• **Extracted information**:
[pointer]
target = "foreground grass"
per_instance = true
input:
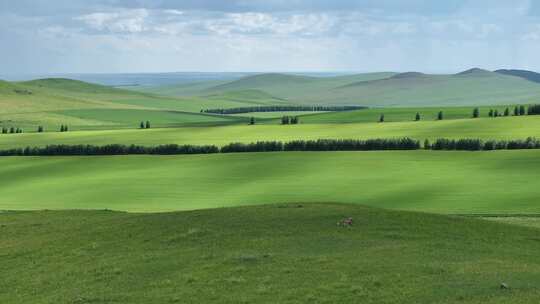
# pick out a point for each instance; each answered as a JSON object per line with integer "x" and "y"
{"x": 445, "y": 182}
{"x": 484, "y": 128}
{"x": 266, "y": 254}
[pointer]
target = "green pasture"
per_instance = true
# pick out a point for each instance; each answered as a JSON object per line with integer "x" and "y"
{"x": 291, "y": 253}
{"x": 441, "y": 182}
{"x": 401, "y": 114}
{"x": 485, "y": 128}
--
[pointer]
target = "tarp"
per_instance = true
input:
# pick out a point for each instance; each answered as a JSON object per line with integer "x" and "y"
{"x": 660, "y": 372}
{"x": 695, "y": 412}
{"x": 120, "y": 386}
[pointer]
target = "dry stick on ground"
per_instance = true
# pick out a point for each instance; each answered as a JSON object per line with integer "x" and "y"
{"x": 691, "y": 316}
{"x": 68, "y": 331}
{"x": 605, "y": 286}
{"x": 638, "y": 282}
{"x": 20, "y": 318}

• **Task prompt**: Within the data above, how many lines include the word "target"? Respond with the number only.

• **Reply to the exercise**: 4